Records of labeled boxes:
Start

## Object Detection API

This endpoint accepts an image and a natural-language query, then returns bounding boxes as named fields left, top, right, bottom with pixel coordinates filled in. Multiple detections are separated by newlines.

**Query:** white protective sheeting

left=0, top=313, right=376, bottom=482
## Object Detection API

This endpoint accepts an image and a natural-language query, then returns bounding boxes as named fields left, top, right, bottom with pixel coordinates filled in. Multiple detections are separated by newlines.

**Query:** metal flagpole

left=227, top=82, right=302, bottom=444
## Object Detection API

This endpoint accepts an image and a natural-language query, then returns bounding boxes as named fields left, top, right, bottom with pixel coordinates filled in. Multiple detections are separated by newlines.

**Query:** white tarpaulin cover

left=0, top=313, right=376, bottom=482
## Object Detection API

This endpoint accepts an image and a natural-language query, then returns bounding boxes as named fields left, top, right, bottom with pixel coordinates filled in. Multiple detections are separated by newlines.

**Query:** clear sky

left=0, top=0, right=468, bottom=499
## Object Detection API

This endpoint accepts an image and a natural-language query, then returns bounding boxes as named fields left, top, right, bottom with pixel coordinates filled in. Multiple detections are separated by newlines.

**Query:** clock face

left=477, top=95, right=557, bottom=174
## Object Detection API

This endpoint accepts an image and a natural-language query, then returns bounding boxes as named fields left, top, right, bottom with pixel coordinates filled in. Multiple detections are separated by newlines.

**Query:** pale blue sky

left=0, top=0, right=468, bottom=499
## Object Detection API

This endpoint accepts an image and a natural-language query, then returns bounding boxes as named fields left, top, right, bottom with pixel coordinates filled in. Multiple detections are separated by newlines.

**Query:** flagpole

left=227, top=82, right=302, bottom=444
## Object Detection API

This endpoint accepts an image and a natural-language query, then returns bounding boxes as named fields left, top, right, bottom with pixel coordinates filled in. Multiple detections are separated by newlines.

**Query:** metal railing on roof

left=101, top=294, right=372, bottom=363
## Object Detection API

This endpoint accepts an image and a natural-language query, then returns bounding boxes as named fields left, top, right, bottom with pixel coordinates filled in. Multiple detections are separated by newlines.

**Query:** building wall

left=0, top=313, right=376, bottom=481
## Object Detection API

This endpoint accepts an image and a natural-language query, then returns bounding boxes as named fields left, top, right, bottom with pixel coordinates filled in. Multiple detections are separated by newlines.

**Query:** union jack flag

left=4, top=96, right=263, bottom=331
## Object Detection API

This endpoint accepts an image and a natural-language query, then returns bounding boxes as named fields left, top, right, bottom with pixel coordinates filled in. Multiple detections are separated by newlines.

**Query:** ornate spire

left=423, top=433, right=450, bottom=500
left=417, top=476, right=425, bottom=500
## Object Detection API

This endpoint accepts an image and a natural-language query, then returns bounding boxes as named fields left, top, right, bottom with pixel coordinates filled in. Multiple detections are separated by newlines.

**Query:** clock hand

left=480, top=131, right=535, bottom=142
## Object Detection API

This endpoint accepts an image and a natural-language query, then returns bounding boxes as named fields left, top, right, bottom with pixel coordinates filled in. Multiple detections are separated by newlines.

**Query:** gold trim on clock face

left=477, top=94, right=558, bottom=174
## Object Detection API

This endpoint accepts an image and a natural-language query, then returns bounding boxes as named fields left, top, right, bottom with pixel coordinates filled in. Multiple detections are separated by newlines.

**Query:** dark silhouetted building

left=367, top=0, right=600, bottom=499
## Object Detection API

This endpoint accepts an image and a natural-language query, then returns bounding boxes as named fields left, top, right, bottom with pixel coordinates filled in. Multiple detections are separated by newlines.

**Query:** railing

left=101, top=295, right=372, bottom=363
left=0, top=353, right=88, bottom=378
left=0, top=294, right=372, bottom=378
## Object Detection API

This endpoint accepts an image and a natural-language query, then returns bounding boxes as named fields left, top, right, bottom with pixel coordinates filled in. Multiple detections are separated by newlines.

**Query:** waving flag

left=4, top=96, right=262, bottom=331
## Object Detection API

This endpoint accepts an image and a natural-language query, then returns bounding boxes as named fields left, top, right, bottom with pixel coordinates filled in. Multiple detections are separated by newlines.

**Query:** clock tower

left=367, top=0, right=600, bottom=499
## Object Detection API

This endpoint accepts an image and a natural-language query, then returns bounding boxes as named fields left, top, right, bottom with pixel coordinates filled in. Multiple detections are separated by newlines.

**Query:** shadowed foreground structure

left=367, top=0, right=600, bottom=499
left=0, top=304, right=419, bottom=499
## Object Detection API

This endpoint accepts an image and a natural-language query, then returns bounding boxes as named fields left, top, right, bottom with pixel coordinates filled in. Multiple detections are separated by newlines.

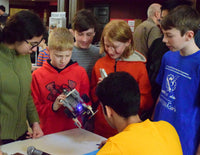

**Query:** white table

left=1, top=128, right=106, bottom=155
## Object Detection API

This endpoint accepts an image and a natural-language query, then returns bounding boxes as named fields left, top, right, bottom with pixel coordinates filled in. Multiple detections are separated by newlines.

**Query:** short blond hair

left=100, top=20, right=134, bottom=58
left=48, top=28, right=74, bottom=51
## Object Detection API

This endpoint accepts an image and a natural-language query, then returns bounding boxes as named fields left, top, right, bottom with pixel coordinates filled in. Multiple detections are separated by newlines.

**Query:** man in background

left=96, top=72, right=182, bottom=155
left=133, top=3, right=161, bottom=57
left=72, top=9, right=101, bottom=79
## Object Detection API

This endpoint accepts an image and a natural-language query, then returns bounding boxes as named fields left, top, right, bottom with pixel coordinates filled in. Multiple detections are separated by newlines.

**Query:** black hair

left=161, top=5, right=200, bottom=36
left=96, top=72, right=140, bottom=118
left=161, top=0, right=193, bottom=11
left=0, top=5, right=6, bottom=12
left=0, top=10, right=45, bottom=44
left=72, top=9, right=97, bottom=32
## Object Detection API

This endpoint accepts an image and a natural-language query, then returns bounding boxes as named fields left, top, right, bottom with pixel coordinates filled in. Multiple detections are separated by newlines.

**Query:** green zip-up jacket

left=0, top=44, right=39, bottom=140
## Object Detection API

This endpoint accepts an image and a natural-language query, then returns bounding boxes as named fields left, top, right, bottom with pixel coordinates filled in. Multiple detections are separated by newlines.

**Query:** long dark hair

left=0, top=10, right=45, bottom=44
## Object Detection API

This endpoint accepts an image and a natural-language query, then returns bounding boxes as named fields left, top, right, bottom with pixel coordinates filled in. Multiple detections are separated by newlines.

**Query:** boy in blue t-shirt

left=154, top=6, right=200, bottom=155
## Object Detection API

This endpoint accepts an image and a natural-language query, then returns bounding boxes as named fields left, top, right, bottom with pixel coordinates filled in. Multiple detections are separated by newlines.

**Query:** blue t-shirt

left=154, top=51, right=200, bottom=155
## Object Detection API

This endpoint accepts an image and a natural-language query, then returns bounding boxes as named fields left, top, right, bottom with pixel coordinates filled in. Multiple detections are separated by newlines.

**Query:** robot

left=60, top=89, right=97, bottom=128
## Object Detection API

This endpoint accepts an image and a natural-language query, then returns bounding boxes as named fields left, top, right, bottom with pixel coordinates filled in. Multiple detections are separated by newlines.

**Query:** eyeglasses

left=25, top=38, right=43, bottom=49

End
Start

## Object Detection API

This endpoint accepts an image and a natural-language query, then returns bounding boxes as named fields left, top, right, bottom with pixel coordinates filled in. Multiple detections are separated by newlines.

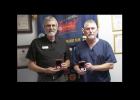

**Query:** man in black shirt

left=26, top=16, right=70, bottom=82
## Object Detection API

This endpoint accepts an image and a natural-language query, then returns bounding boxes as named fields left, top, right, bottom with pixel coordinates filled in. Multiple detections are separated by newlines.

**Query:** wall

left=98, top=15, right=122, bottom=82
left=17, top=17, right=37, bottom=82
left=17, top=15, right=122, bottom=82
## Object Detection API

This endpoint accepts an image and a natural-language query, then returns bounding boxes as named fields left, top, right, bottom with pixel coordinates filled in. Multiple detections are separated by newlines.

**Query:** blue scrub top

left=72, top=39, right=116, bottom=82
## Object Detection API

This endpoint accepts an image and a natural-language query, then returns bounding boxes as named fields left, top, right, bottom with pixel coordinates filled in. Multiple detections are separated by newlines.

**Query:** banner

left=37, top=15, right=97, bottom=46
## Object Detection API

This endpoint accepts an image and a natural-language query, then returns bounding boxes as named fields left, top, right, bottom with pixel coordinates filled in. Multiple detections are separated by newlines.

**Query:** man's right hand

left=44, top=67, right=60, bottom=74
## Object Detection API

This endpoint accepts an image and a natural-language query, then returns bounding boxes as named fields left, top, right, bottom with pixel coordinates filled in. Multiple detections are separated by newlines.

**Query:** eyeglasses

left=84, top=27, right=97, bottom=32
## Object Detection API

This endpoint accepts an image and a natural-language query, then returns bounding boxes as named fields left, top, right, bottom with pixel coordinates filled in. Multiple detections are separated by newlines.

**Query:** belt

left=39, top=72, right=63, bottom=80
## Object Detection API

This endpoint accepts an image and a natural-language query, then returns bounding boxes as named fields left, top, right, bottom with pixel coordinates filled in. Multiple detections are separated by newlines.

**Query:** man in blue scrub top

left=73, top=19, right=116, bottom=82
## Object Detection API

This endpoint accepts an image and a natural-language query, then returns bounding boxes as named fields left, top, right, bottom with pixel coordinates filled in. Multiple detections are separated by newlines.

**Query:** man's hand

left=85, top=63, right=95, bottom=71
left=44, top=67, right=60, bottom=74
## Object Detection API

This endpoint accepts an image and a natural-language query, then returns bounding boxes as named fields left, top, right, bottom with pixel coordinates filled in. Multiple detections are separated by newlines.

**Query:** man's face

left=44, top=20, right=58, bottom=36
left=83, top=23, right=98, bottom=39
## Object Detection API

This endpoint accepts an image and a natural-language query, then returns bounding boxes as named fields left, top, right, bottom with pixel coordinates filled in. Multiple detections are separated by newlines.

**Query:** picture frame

End

### TASK DESCRIPTION
Identify every line in the listing above that contains the word "white" and copy each of those lines.

### FINAL ANSWER
**Query:** white protective sheeting
**Query:** white tarpaulin cover
**Query:** white table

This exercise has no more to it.